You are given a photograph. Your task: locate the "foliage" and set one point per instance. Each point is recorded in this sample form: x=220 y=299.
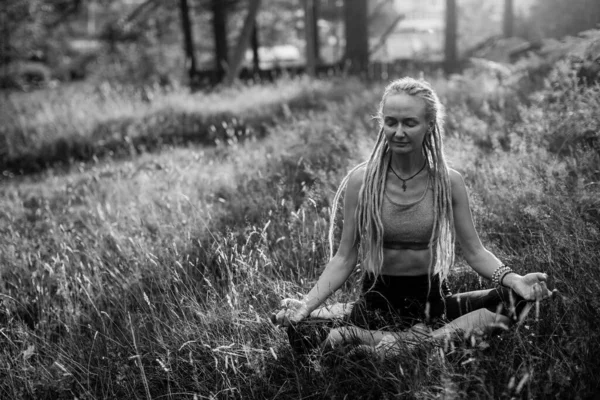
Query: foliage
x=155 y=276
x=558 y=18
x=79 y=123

> GIVEN TASK: Please give all of the data above as a two-column CSV headed input and output. Each row should pair a text with its answer, with each in one quoted field, line breaks turned into spaces, and the pictures left out.

> EXPECTED ANSWER:
input,output
"You are given a photograph. Your task: locate the ""foliage"" and set one point per instance. Each point is recorded in this sample form: x=220 y=299. Query: foliage","x=155 y=276 x=558 y=18 x=79 y=123"